§ BRIEF
For this exercise, transcribe all the records below exactly.

§ DATASET EXTRACT
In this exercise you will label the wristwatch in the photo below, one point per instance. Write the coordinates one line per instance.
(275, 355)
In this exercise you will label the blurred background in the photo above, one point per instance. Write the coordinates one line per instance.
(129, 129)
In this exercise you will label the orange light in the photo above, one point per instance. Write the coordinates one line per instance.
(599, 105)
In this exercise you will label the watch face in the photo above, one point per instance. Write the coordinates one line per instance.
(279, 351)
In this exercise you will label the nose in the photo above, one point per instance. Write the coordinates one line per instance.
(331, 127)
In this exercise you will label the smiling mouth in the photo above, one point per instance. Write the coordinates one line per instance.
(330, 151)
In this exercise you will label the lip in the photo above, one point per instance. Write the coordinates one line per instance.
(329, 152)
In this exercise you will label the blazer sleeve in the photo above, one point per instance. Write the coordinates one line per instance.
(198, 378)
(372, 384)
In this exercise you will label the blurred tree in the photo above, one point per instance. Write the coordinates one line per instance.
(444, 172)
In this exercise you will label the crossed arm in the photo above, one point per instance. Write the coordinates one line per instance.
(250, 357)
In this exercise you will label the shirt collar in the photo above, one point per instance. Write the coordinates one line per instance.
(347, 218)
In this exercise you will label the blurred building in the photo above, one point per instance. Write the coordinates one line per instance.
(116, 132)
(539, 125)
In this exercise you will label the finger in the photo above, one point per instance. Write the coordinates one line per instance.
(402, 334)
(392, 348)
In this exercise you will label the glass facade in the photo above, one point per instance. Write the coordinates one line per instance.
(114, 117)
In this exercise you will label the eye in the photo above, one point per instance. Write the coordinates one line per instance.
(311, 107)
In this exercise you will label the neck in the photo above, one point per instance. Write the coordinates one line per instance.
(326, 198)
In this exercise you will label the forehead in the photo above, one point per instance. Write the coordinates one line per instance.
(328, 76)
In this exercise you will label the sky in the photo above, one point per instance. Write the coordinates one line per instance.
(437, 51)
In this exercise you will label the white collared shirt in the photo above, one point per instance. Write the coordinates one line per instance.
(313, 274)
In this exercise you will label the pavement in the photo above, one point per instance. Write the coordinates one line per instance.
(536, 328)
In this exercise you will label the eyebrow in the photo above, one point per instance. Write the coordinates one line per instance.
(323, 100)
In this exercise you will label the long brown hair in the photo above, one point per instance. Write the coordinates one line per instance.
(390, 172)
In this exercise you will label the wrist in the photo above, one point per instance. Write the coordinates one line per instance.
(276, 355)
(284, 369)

§ OUTPUT
In this exercise you will label the wristwatch in the photo below, one point per instance. Write the coordinates one line per instance.
(275, 355)
In this exercise you will label the blurred background in the photo above, one point per instance. Write the coordinates one line per instance.
(129, 129)
In this exercise you will label the orange light in the photo above, one point per instance. Write the coordinates one line per instance.
(599, 105)
In this exercise you will label the watch face in the photo above, one point per instance. Write the coordinates one line per instance.
(279, 351)
In this exercise you will label the nose in the photo above, one point per instance. Write the coordinates one line per instance.
(331, 127)
In this exercise you will label the smiling mouth in the photo above, one point per instance. Write the coordinates one line per instance.
(330, 151)
In this exercise you will label the lip in the photo above, one point per instance. Write the coordinates one line per instance.
(329, 152)
In this exercise you will label the blazer sleeve in the photo above, one point per instance. Write the coordinates one line per instance.
(198, 378)
(372, 384)
In this exercise you will label the blurred tree in the photo above, one point per instance. Write the coordinates one line per instance.
(444, 172)
In this exercise you will label the crossed arm in the photo above, one point per instance. Write the coordinates one line per instance.
(250, 357)
In this exercise you will label the shirt collar in the photo above, one point per instance. Write the coordinates one line per instance.
(347, 218)
In this exercise you will label the blurred building in the photo above, one point per instance. Write the coordinates one line per instance.
(116, 132)
(539, 125)
In this exercise you will label the finger in the photo above, one point per instance. Write the coordinates one line per instance.
(402, 334)
(392, 348)
In this exercise you will label the glass facade in the photo above, one point per instance. Write the coordinates one line per instance.
(114, 117)
In this exercise you will label the eye in the photo above, one point per instance. Write the coordinates one line per instance.
(311, 107)
In this exercise you will label the neck in the photo above, one point per instance. Write the coordinates one line per instance.
(326, 198)
In this exercise you will label the forehead in the photo above, one point per instance. Write the coordinates one line per instance.
(328, 76)
In this exercise you will label the sky in the photo above, one point per instance. Write the coordinates one line per instance.
(437, 51)
In this exercise you will label the white collared shirt in the photo above, one point per instance. Write the coordinates one line per instance.
(313, 274)
In this exercise you will label the pavement in the photo above, one point per instance. Write the coordinates one line per instance.
(536, 328)
In this exercise you will label the eyebrow in the photo above, one point per instance. Write the coordinates one line per instance.
(323, 100)
In this exercise you will label the long brown hair in the photo above, one point per instance. Write the coordinates one line per instance.
(390, 172)
In this exercise you will label the wrist in the photo above, one point per instance. Write the coordinates one line per instance.
(276, 355)
(284, 369)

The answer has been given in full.